**EXERCISE DESCRIPTION**
Whenever a line below includes the word "side", copy that line.

**AVAILABLE DATA**
:::::

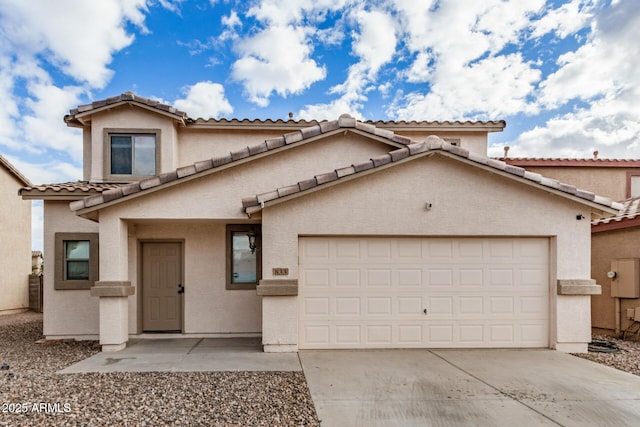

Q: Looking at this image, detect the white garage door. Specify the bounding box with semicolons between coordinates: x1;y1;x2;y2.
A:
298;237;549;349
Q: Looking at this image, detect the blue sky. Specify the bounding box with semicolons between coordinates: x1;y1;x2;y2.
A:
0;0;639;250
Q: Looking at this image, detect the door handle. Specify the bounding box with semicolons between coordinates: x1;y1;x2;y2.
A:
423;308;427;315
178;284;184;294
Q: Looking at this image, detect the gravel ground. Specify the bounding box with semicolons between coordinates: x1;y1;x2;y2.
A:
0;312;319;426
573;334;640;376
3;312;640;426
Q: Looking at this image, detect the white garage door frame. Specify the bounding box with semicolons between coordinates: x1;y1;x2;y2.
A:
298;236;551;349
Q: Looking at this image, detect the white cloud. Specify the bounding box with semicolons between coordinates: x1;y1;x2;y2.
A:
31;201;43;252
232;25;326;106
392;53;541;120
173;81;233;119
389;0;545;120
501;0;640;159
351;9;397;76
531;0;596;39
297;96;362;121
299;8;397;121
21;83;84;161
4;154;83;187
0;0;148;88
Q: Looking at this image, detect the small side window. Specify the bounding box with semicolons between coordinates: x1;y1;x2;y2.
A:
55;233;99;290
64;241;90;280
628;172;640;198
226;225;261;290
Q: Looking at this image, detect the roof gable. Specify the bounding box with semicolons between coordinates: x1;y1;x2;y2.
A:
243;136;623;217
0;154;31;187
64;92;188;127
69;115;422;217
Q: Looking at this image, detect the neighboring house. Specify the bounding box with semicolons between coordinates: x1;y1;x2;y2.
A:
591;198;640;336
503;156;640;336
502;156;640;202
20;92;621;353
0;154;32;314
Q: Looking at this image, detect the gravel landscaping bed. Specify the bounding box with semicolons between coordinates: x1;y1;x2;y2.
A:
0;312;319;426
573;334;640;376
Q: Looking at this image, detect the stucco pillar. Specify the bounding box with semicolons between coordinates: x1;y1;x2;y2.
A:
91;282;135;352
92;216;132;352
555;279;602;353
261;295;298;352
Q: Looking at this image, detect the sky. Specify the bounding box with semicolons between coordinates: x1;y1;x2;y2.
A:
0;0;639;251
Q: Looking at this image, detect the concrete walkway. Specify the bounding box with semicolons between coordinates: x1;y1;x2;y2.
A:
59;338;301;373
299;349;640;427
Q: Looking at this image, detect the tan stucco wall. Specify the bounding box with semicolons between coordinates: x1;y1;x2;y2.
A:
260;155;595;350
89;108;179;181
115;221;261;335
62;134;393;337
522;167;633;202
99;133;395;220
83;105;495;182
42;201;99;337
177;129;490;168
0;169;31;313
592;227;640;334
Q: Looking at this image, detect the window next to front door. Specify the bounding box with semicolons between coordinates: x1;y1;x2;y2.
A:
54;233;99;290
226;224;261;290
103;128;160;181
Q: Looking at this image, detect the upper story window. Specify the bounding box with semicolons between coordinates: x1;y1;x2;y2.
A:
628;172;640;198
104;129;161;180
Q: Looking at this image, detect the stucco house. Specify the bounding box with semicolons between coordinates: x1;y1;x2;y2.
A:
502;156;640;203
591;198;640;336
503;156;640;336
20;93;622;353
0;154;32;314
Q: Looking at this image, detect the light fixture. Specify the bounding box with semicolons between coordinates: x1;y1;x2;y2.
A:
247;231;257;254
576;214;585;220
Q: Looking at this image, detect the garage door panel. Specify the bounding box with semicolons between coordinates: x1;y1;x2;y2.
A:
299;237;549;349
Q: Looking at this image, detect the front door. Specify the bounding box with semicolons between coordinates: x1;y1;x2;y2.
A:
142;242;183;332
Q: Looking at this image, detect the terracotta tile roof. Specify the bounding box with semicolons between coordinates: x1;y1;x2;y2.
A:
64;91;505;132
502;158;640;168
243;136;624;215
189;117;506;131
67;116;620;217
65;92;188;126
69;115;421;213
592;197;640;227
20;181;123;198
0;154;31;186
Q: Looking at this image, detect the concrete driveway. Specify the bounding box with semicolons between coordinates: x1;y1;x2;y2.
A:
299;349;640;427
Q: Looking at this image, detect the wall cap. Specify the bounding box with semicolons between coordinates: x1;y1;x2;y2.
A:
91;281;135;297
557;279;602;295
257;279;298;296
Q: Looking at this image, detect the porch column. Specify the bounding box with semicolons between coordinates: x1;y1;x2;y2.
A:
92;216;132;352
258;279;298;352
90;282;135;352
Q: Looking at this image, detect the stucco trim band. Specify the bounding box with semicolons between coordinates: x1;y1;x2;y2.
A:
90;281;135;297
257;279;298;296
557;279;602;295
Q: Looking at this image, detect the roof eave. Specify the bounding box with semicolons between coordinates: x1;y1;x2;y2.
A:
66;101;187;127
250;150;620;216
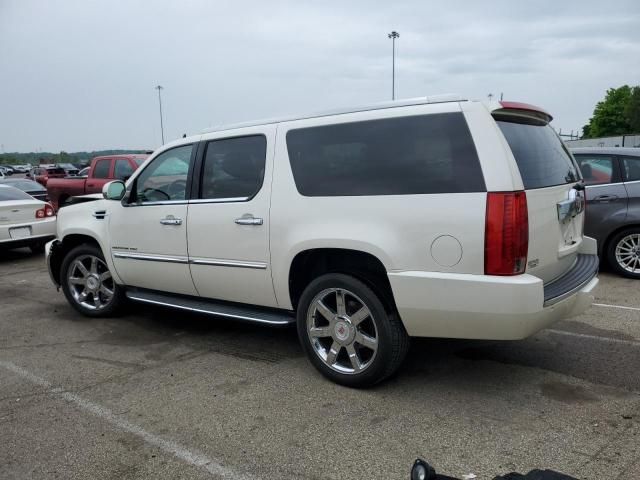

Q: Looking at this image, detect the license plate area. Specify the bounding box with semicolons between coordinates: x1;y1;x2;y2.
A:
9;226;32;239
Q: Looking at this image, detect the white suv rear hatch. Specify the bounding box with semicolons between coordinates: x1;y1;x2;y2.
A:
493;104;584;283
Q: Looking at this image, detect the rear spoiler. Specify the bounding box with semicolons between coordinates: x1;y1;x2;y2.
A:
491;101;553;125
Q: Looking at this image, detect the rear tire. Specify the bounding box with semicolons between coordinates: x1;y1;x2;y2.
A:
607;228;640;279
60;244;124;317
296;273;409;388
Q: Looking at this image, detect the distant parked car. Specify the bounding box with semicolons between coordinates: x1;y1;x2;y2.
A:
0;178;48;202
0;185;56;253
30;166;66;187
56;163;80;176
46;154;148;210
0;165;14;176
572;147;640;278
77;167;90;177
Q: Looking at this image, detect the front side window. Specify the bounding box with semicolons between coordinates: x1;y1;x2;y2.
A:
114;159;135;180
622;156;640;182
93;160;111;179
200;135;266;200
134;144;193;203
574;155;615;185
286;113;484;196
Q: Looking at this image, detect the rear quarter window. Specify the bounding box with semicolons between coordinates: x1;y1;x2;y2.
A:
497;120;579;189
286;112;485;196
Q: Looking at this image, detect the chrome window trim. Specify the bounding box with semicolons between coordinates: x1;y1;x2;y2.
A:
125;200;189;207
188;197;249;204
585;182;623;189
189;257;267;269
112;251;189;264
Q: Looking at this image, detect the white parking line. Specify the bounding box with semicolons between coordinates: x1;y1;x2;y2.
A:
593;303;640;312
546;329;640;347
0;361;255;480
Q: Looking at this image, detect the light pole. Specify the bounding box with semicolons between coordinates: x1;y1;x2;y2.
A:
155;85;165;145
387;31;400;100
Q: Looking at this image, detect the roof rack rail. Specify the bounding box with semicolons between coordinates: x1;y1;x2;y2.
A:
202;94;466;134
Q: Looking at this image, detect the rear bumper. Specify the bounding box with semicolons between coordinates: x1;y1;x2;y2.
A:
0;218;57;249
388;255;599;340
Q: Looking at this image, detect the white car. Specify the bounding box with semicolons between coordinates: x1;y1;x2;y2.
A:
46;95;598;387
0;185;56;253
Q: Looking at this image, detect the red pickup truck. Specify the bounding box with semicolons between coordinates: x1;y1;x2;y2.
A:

:::::

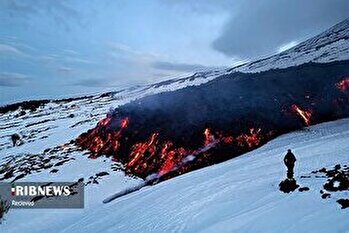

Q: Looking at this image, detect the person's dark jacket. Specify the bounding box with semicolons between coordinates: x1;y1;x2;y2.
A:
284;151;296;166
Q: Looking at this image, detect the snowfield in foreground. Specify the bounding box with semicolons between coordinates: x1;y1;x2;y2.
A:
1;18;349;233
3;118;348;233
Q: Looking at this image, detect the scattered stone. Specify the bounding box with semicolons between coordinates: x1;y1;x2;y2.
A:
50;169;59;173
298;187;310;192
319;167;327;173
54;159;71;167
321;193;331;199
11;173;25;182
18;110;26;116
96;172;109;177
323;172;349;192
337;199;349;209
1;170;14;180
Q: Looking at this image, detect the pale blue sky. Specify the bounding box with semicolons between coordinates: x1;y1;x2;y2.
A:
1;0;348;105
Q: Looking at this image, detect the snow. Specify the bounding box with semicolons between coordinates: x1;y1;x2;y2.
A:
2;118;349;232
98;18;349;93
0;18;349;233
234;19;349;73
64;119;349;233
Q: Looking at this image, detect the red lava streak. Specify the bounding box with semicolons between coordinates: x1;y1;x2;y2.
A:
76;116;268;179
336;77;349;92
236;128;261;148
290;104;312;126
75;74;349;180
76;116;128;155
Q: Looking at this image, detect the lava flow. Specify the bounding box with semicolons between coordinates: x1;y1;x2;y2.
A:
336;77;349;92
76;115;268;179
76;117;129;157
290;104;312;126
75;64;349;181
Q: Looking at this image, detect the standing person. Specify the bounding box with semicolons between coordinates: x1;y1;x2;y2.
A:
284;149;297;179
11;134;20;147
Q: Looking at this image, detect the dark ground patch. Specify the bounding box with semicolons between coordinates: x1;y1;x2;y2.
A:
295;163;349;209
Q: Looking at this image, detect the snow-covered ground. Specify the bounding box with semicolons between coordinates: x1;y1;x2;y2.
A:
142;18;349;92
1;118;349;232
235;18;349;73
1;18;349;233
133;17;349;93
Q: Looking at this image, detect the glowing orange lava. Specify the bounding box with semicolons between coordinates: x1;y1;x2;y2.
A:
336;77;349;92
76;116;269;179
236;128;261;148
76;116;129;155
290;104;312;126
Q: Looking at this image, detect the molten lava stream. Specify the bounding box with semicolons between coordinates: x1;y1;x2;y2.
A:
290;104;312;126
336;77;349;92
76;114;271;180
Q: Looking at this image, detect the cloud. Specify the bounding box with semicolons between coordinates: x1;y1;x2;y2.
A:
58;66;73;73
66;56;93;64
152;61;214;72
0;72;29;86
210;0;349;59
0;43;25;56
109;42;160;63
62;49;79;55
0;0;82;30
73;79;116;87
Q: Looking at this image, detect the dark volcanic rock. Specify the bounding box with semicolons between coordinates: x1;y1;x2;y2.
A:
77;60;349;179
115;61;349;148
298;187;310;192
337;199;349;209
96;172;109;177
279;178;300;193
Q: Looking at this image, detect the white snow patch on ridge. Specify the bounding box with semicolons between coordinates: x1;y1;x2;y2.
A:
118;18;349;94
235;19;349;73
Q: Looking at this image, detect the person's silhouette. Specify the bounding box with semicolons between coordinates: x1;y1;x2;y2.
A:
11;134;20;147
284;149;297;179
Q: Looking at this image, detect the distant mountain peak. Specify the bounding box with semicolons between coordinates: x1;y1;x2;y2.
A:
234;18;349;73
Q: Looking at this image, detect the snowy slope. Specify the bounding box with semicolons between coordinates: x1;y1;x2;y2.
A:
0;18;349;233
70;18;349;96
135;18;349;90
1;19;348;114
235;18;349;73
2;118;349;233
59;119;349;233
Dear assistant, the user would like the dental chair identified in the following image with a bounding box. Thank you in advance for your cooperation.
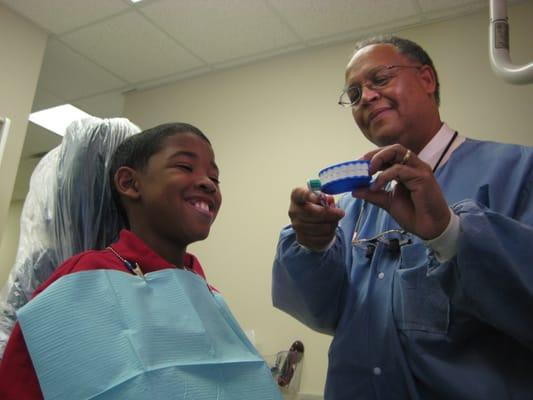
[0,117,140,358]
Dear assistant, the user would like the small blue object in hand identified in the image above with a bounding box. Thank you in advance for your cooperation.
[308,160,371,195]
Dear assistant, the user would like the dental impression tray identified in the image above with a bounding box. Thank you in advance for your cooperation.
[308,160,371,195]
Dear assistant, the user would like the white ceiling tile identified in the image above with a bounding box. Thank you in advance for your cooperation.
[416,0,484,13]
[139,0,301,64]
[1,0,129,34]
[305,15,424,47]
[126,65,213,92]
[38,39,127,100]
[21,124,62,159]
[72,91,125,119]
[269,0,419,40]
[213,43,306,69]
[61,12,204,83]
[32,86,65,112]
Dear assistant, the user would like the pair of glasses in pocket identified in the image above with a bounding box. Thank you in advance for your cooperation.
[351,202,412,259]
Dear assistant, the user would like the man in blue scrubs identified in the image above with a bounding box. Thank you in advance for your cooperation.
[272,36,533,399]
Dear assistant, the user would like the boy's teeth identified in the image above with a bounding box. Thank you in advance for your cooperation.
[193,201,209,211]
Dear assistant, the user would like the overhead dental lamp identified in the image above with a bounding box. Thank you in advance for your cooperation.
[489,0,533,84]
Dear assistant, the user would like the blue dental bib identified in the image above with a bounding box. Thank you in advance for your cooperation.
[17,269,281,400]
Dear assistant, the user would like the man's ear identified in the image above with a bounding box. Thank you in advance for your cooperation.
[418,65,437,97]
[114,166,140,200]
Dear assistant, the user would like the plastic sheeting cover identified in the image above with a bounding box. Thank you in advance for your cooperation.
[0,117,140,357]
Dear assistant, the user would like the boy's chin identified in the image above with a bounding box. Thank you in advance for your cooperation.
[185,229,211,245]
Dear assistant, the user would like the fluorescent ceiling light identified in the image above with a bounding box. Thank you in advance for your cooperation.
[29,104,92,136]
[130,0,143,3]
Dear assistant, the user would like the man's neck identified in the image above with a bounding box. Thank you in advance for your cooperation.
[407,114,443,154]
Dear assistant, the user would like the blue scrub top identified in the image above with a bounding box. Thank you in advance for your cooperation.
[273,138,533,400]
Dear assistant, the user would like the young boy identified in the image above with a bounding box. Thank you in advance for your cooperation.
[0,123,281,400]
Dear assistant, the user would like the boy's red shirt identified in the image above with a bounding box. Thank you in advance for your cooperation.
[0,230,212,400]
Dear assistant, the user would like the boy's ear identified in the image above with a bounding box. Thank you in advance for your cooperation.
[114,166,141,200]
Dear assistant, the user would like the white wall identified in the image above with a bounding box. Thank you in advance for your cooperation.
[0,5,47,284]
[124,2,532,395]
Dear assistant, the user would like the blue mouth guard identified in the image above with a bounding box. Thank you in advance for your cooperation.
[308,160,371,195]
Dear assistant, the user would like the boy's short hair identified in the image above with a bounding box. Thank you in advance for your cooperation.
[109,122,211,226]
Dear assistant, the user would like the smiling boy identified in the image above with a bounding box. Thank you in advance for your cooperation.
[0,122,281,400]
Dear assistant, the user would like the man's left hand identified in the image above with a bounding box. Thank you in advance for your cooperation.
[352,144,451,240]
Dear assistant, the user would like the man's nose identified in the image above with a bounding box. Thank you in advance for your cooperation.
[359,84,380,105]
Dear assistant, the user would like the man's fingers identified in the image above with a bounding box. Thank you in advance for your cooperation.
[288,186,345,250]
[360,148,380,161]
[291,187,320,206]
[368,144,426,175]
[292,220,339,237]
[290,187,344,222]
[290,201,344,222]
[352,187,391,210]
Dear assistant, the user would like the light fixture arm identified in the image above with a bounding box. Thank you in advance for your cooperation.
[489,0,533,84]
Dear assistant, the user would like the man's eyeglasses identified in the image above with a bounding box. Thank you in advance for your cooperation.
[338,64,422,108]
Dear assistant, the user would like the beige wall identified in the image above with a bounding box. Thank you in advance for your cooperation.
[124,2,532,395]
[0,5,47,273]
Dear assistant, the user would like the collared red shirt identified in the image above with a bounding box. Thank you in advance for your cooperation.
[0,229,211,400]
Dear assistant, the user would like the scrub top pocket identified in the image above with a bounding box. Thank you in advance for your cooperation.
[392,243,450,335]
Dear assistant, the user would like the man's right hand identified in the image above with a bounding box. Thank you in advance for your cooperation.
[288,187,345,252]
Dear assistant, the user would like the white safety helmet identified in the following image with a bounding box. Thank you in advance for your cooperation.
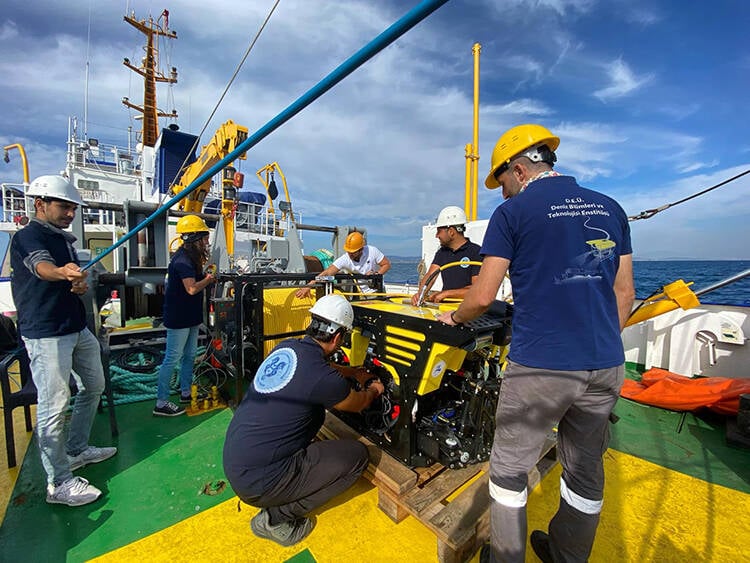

:::::

**OUTPUT FOR THIS TASK**
Q: Looking at this image, detect the small side window. Specify the bounding box with semicolons between coordinates: x1;y1;x2;y2.
Q: Looking at this image, detect the front side window. Specify the bounding box with semicolons between coordinates: x1;y1;x2;y2.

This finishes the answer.